Records for processing:
......
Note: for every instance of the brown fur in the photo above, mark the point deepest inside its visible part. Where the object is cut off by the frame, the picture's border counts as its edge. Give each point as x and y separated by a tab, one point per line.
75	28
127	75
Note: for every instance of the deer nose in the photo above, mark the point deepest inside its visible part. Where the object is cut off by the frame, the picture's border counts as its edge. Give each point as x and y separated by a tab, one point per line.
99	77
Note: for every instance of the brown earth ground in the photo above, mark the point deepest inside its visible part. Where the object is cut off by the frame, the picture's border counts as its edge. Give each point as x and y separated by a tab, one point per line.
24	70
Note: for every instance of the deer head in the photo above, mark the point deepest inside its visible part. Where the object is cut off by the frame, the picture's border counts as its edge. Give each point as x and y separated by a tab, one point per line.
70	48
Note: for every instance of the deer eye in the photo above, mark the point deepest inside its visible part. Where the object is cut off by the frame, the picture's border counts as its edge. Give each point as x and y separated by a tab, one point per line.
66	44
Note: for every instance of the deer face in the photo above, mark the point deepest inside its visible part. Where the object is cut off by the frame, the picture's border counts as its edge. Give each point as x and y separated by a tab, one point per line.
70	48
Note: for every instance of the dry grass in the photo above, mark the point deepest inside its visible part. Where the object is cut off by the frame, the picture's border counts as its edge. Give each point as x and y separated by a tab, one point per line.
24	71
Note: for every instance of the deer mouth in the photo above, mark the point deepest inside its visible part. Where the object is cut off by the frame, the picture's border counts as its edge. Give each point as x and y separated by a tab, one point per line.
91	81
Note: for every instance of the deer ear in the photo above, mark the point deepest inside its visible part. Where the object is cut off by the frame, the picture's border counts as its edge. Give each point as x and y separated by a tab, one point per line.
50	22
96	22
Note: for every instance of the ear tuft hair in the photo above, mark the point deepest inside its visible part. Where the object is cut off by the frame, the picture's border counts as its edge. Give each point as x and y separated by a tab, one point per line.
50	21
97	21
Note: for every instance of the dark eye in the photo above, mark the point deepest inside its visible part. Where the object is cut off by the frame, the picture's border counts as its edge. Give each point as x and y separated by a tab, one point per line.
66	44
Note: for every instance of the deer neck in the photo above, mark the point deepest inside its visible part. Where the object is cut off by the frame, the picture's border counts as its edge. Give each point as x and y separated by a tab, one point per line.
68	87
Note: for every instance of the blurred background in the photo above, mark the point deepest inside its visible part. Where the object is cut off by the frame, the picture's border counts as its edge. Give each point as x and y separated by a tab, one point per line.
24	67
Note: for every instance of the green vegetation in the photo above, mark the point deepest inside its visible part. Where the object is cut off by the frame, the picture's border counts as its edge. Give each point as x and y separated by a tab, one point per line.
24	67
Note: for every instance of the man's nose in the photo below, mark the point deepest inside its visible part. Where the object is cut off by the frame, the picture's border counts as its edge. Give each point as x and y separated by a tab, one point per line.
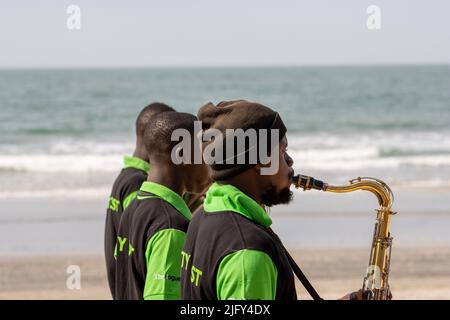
289	160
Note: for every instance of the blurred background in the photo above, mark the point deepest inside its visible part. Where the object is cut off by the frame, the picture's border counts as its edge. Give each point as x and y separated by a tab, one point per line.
356	101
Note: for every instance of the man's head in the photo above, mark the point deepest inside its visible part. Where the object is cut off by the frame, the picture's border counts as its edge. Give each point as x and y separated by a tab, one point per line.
146	114
159	146
270	144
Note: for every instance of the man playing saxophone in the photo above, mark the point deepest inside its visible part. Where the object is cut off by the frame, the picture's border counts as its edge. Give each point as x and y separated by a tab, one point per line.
231	252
......
What you will do: Set each line of the records down exactly, leaving every picture out.

Solution to the exercise:
Note: for every instance of the brown fur in the photo above, mark the point deepest inside its visible part. Where the object is cut off by the frame, the picture's border counts as its edge. Give each point as x and y separated by a tab, one point per line.
75	28
127	75
Note: for every instance of the deer nose in the photo above, mark the point deepest inside its visible part. Where the object is cut off by the frame, the picture's border counts as its edge. Give each point as x and y separated by a tab, one point per line.
99	77
Note: for every instance of the brown earth ground in the photo above, mark the point deepest inside its visible part. Where the object is cut off by the frame, the picture's border counts as its edge. Give each point as x and y separated by a tab, one point per line.
24	70
Note: for every instance of the deer head in the photo above, mark the point deepest inside its visible part. Where the object is cut off by the frame, the picture's border counts as its edge. Give each point as x and y separated by a tab, one point per line.
70	48
Note: for every instance of the deer eye in the photo above, mark the point deepest inside its visible part. Where the object is cut off by the frame, the picture's border counts as its edge. Give each point as x and y separated by a tab, one point per line.
66	44
Note: for every instance of the deer face in the photo above, mark the point deepest inside its visible part. Where the object is cut off by the frame, the picture's border counts as its edge. Give each point as x and y separated by a tab, one point per line.
70	48
Note: for every instance of the dry grass in the photo above, mark the point deepest inside its visible part. Where the object is cut off by the frame, the picture's border counts as its edge. Give each point as x and y separated by a tab, one point per line.
24	71
Note: for every instance of the deer mouth in the photo above, mark the point deepest inside its visible part. Where the object is cut off by the frame, the picture's border counts as its edge. Give each point as x and y separated by a tab, one point per line.
91	81
Note: for every instance of the deer ear in the photo above, mark the point deepest inside its visible part. Where the object is cut off by the frame, the picture's border counts as its edge. Give each point as x and y separated by a tab, one point per line.
50	22
96	22
Note: for every instance of the ear tuft hair in the photo above, mark the point deepest inside its visible part. Where the object is cut off by the frame, the picture's border counts as its edge. Give each point as x and y separated by a tab, one point per line.
50	21
97	21
Note: for every instance of the dark eye in the photo above, mark the point deepest inside its visible part. Where the object is cut off by the frame, the picture's border counts as its edge. Give each point as x and y separated by a tab, one point per line.
66	44
Note: for every instance of the deer neck in the photo above, mark the point deepest inside its visible part. Where the object is cut off by the frame, the picture's border counts as its edge. Give each point as x and y separated by a tab, one point per line.
68	87
Note: for every instance of the blurred background in the photo above, mark the point deepest inside its visible part. Where the object is cut off by the frame, the picture's border counts as its edge. Give each point as x and y separated by a tab, one point per line.
24	67
Note: for every instance of the green vegetation in the photo above, mark the point deepest inside its visible part. Where the object is cut off by the frame, the picture's border counts as its edge. Give each point as x and y separated by a tab, one point per line.
24	67
Note: for every instance of the man's nose in the photo below, mark the point deepest inside its visible part. Where the object is cut off by the frame, the picture's border counts as its edge. Give each point as x and y separated by a tab, one point per line.
289	160
Note: for every instance of the blurred background in the photo above, mark the point deepest inside its visible part. Where the object is cut off by the frame, the picture's border counts as its edge. Give each point as x and y separated by a tab, one point per line.
356	101
Note: for every instance of the man's head in the photo above, mark the point deepest inside its visible part. Where the object is cut off by the frame, the picture's border counts as its edge. Give each point as x and y separated by a tab, one point per line.
146	114
159	146
270	144
Note: for every instance of the man playing saxophone in the photo above, mark the point deepest inside its visible part. Where the object is cut off by the frame, the picture's border counts as its edge. Give each point as x and y separated by a tab, one point per line.
231	252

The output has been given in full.